Exercise material:
────

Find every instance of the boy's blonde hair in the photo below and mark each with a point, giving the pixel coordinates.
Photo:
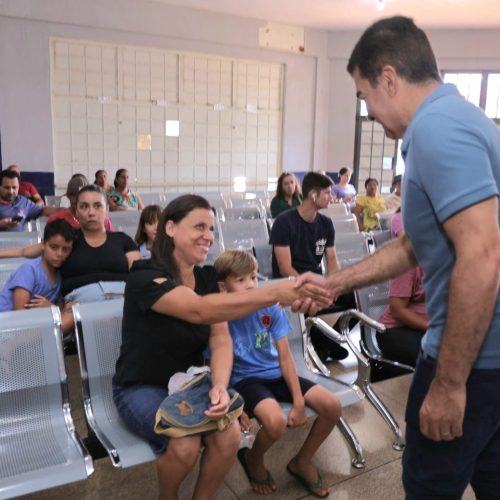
(234, 263)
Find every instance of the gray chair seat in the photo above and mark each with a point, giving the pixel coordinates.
(98, 329)
(39, 447)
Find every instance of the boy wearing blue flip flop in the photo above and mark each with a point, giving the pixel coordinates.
(264, 374)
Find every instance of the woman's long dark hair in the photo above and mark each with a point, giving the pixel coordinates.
(163, 247)
(149, 215)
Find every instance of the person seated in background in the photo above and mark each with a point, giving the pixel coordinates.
(65, 202)
(99, 263)
(101, 179)
(393, 201)
(405, 318)
(121, 196)
(264, 374)
(288, 194)
(37, 282)
(146, 230)
(368, 206)
(172, 313)
(27, 188)
(69, 214)
(343, 190)
(301, 238)
(100, 260)
(16, 210)
(396, 224)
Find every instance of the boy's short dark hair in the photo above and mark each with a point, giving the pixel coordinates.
(59, 227)
(369, 180)
(9, 174)
(234, 263)
(315, 180)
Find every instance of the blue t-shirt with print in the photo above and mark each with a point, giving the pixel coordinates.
(21, 207)
(452, 157)
(254, 348)
(32, 277)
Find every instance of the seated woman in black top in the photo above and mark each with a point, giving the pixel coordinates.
(98, 265)
(172, 313)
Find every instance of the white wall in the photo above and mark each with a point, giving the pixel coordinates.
(454, 49)
(25, 28)
(319, 97)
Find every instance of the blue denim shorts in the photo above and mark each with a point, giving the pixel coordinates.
(137, 407)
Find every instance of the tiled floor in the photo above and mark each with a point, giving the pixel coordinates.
(379, 480)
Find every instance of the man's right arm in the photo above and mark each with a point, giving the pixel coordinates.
(390, 261)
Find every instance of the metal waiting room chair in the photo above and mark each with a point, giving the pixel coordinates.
(363, 380)
(98, 334)
(39, 447)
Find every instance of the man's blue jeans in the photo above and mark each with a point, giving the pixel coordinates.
(442, 470)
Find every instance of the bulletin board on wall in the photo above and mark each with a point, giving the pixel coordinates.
(111, 105)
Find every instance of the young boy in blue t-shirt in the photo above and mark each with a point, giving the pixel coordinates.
(37, 282)
(264, 374)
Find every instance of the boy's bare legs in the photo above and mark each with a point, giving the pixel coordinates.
(329, 410)
(175, 464)
(217, 459)
(268, 413)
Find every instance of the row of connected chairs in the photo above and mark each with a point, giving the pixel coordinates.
(39, 445)
(99, 337)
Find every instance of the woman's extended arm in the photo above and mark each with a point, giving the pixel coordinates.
(221, 364)
(184, 303)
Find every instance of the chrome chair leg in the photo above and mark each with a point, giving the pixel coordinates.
(358, 462)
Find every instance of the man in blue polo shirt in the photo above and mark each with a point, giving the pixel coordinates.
(450, 212)
(16, 210)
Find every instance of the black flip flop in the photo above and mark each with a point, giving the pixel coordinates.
(242, 458)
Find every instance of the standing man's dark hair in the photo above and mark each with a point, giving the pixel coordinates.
(396, 41)
(315, 181)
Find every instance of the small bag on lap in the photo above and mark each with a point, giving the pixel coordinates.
(183, 412)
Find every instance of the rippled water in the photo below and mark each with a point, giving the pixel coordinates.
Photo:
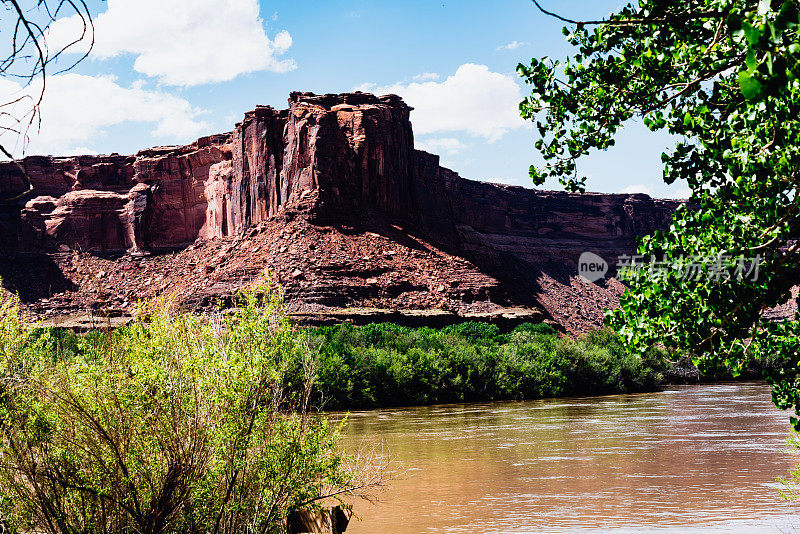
(691, 458)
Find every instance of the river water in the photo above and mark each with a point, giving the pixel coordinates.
(700, 458)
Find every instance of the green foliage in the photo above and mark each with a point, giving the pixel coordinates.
(723, 76)
(390, 365)
(791, 484)
(176, 424)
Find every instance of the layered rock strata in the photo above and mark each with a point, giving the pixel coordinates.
(332, 197)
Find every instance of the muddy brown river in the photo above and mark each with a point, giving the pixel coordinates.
(688, 459)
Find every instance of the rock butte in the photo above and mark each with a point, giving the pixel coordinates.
(329, 196)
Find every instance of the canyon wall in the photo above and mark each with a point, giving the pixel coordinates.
(343, 161)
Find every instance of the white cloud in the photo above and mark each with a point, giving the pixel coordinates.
(77, 109)
(425, 77)
(442, 145)
(513, 45)
(637, 188)
(183, 42)
(474, 100)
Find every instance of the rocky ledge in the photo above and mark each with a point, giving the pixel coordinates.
(330, 197)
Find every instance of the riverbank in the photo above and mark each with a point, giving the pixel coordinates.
(384, 365)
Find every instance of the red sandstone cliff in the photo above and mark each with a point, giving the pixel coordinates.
(331, 196)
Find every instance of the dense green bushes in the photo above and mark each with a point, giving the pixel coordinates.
(173, 424)
(390, 365)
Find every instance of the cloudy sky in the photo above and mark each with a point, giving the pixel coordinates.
(169, 71)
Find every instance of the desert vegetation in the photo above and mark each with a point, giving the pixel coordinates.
(175, 423)
(390, 365)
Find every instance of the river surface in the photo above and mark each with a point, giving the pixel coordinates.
(700, 458)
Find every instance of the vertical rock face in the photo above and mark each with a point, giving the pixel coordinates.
(342, 161)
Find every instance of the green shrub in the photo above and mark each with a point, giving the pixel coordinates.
(177, 424)
(390, 365)
(536, 328)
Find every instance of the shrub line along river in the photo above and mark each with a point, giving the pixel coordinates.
(699, 458)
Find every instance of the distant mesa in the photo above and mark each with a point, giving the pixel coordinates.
(331, 197)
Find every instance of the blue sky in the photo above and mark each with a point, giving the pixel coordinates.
(168, 71)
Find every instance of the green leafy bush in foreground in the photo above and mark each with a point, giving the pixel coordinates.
(390, 365)
(176, 424)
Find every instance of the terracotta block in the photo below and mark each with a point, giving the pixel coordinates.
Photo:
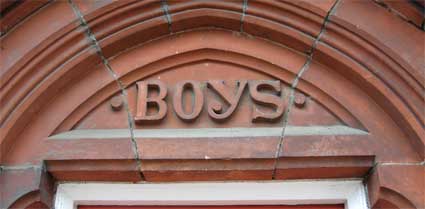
(357, 98)
(25, 187)
(107, 18)
(197, 18)
(133, 36)
(397, 186)
(62, 106)
(387, 33)
(323, 167)
(176, 6)
(208, 148)
(94, 170)
(13, 14)
(289, 14)
(207, 170)
(19, 46)
(321, 8)
(273, 31)
(409, 11)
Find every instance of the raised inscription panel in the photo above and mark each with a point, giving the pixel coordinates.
(266, 95)
(206, 95)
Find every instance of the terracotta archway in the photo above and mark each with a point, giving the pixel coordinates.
(65, 61)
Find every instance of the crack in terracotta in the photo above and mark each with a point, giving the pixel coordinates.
(124, 95)
(244, 8)
(164, 7)
(294, 84)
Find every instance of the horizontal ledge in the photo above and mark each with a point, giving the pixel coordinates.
(210, 132)
(350, 192)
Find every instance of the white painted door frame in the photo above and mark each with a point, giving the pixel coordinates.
(350, 192)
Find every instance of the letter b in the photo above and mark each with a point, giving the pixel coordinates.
(144, 101)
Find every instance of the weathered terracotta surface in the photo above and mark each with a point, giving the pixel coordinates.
(354, 69)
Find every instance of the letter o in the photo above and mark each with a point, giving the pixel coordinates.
(198, 100)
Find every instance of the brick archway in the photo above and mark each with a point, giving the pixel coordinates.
(61, 79)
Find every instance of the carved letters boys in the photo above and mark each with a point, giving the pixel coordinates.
(264, 93)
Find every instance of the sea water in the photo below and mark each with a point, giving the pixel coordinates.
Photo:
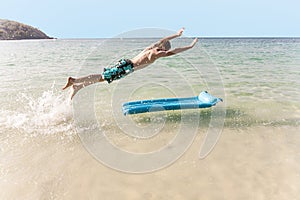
(258, 79)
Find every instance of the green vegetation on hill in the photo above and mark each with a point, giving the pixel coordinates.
(11, 30)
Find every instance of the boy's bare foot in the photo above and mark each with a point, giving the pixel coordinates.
(69, 83)
(74, 90)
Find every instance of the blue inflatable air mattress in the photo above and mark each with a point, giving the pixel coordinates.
(204, 100)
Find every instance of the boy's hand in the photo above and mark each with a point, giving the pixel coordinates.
(194, 42)
(179, 33)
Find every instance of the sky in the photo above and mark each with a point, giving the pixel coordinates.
(106, 19)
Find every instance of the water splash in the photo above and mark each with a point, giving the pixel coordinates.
(49, 114)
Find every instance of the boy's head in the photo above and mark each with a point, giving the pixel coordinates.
(166, 45)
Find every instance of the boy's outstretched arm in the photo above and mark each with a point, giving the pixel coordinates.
(181, 49)
(158, 43)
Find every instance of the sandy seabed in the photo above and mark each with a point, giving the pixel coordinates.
(253, 163)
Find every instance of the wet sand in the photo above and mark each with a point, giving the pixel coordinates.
(253, 163)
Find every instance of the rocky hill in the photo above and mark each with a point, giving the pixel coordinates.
(11, 30)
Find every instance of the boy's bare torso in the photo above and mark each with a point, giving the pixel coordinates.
(146, 57)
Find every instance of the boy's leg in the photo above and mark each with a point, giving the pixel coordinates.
(85, 81)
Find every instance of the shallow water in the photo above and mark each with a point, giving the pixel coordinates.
(42, 156)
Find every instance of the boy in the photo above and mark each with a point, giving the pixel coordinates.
(160, 49)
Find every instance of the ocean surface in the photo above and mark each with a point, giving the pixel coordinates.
(256, 156)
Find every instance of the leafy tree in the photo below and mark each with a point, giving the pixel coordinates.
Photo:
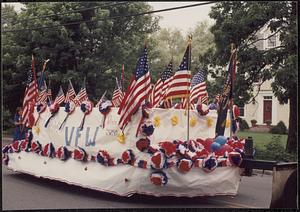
(238, 22)
(79, 47)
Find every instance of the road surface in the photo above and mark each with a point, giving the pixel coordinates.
(22, 191)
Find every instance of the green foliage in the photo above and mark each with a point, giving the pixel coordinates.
(95, 50)
(280, 128)
(243, 124)
(239, 22)
(274, 151)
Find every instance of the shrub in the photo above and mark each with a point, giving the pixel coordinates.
(275, 151)
(280, 128)
(243, 124)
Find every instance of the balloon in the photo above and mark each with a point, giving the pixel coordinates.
(215, 146)
(221, 140)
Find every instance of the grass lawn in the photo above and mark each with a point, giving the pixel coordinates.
(261, 139)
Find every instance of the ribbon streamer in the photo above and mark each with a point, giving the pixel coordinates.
(82, 122)
(64, 121)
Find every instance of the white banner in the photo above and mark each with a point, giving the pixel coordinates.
(124, 179)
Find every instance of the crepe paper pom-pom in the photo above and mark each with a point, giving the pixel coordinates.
(209, 164)
(209, 121)
(121, 138)
(143, 144)
(25, 145)
(79, 154)
(152, 150)
(6, 149)
(105, 107)
(227, 123)
(63, 153)
(156, 121)
(49, 150)
(235, 158)
(142, 164)
(194, 145)
(128, 157)
(158, 160)
(36, 130)
(168, 148)
(202, 109)
(158, 178)
(198, 163)
(16, 146)
(36, 147)
(193, 122)
(147, 129)
(41, 107)
(203, 153)
(86, 106)
(184, 165)
(103, 157)
(174, 120)
(5, 159)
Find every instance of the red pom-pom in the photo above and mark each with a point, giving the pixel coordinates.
(184, 165)
(168, 148)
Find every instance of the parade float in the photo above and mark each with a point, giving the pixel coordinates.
(159, 152)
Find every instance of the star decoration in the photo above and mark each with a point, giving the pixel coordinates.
(209, 122)
(193, 121)
(174, 120)
(121, 138)
(156, 121)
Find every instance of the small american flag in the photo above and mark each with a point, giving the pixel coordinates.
(162, 85)
(42, 96)
(81, 96)
(137, 91)
(179, 86)
(70, 95)
(60, 98)
(102, 99)
(117, 95)
(31, 93)
(198, 85)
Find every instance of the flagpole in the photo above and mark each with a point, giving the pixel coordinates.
(188, 96)
(232, 48)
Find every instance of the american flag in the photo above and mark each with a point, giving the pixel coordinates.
(60, 98)
(31, 93)
(226, 96)
(162, 86)
(70, 95)
(81, 96)
(137, 92)
(102, 99)
(179, 86)
(198, 85)
(42, 96)
(117, 95)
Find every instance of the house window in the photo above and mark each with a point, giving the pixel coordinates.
(242, 111)
(272, 42)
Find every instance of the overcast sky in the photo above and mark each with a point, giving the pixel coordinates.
(183, 19)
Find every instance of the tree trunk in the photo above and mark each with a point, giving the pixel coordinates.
(291, 145)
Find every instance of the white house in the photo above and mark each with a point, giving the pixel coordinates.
(266, 106)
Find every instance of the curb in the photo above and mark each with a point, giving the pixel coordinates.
(262, 172)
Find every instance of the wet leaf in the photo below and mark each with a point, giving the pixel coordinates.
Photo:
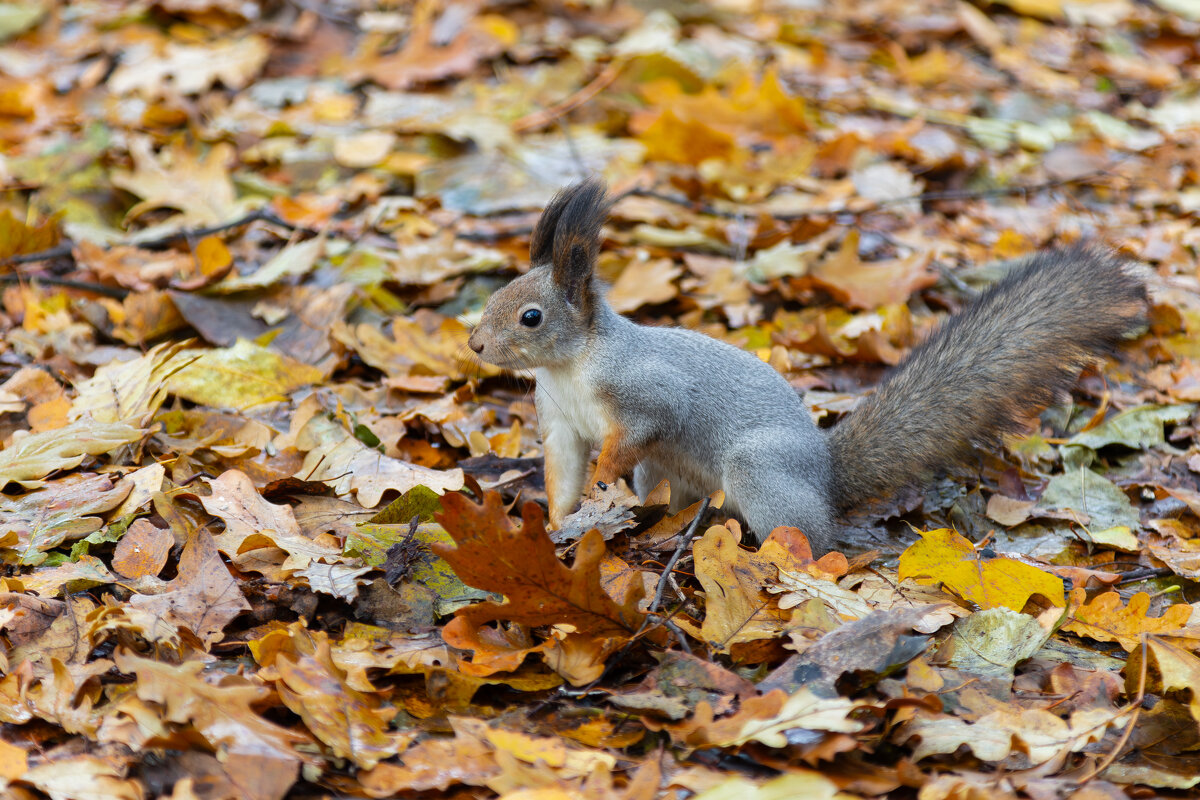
(943, 557)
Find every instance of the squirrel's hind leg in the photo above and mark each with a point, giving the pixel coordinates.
(767, 485)
(649, 473)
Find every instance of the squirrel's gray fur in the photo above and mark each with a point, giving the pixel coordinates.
(675, 404)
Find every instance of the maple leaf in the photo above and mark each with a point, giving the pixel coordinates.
(495, 553)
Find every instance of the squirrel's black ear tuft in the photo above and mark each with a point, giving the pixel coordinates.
(576, 245)
(541, 244)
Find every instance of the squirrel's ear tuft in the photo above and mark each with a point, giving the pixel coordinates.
(576, 240)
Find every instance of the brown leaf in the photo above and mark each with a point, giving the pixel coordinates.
(517, 560)
(870, 286)
(352, 723)
(143, 549)
(223, 714)
(251, 523)
(1104, 619)
(203, 597)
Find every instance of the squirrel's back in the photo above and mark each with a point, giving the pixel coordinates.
(987, 370)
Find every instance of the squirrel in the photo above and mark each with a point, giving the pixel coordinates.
(676, 404)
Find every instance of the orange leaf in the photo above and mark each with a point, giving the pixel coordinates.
(1105, 620)
(495, 553)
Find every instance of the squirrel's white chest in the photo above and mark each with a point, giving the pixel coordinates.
(567, 398)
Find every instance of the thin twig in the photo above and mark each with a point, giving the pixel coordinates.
(546, 116)
(49, 280)
(1135, 707)
(675, 557)
(66, 248)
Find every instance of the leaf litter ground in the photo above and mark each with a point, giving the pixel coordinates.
(269, 533)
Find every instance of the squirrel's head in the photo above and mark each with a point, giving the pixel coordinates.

────

Return the lines beginning at the one that contains "Find every instance of the maple" and continuing through the last line of the data, exactly as they stand and without any others.

Reply to the task:
Find every instance of the maple leaf in the photo above and mark each with a point, giving the pixel coordinates.
(495, 553)
Find every instance of the squirrel's black ear tuft in the photo above and mark each with a point, giving the pixel coordinates.
(576, 245)
(541, 244)
Find every instance of the squirrel's ear tuft in the photo above and mark each with a point, giving the pixel coordinates.
(576, 240)
Find every instance of the brown leaf in the photo above and mark each with a point, giving the pixel coordinates.
(517, 560)
(870, 286)
(352, 723)
(143, 549)
(223, 714)
(251, 523)
(1104, 619)
(203, 597)
Find every instance of the squirrel's back in the photo above and mark each with a point, giving the pixel coordinates.
(987, 370)
Find every instance of the squirrel in the photo above and mark each with a point, giving the pixel coordinates.
(676, 404)
Find every instance of the orange leaf in the photo above and mark each with a point, giving the pixel coordinates.
(1105, 620)
(495, 553)
Find every instance of the squirrel's white chest in the photo above and mark each with a point, giving the pixel coordinates.
(567, 398)
Find every instance of the thin twig in the photo above and mark each with a point, giving the pixel coordinates.
(546, 116)
(49, 280)
(1135, 707)
(675, 557)
(66, 248)
Find every instance of the leaf litter ground in the photo above and mark each with a point, giving the pixel coordinates.
(269, 533)
Find every instance of the squirrel's head in the photo above and mark each with a point, giving the pixel coordinates.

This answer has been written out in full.